● **DIRECTIONS**
Rescale the stretch from the line containing "For each instance of the orange" through the end of the records by giving those lines again, requests included, with each point coordinate in the answers multiplied by 2.6 and rounded to a whole number, halves rounding up. Give only those lines.
[begin DATA ROWS]
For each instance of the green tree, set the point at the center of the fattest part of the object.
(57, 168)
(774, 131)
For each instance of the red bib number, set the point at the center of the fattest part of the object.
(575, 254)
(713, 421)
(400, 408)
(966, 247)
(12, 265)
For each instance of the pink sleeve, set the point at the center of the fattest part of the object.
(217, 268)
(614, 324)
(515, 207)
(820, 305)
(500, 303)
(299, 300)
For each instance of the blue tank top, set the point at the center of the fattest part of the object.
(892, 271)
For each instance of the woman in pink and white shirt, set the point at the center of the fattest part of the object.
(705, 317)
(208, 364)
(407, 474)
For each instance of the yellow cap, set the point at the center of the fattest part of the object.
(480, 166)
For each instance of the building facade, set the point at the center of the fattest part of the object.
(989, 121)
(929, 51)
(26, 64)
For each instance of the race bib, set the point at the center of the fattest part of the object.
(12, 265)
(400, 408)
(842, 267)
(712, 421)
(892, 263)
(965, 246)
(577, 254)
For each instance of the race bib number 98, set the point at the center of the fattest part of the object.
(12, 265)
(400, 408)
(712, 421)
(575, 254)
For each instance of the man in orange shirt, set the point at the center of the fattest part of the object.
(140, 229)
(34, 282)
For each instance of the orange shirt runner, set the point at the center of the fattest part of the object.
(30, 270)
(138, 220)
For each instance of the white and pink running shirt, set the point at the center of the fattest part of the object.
[end DATA ROWS]
● **CORRECT ANSWER**
For each instance of the orange shirt runner, set the point at the center of the fattest part of the object.
(78, 702)
(359, 572)
For each instance of the white and pink running shirt, set the point at the center of the fattest part of the object.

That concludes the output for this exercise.